> _Extracted text_:
╭──

I meant fire special rockets which leave a trail dense enough to carry
the current for a short time before dissipating. The entire goal of the
rockets would be to get to the target as fast as possible and leave a
relatively dense ion trail, they wouldn't even need a payload. The range
would still be limited though. Or they could trail a fine wire that
would be vaporized to produce the needed channel.
Or you could confine ions with magnetic fields, but if you can get
magnetic fields that powerful and that well controlled you probably have
much better ways to blast your prey.(spray them with antimatter?)
> You would have to take a flouride excimer laser at 150nm. That would
> be ultra violet and not visible anymore. One day people might even be
> able to build them smaller than the size of three refrigerators :)
> (sure would look kind of clumsy on H.E's mech)

╰──

> _Provided data_:
╭──

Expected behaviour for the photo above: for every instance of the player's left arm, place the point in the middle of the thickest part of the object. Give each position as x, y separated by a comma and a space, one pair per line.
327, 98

╰──

> _Things to do_:
• 1. Set down the text about ion trails word for word, starting at "Or you could" and ending at "three refrigerators :)".
• 2. Answer these questions from the text about ion trails:
(a) According to the text, what would the rockets not even need?
(b) What could the rockets trail that would be vaporized to produce the channel?
(c) What wavelength does the text give for the laser?
The lines above have nothing to do with the text about ion trails.

> _Task-by-task results_:
• 1.
Or you could confine ions with magnetic fields, but if you can get
magnetic fields that powerful and that well controlled you probably have
much better ways to blast your prey.(spray them with antimatter?)
> You would have to take a flouride excimer laser at 150nm. That would
> be ultra violet and not visible anymore. One day people might even be
> able to build them smaller than the size of three refrigerators :)

• 2.
(a) A payload.
(b) A fine wire.
(c) 150nm.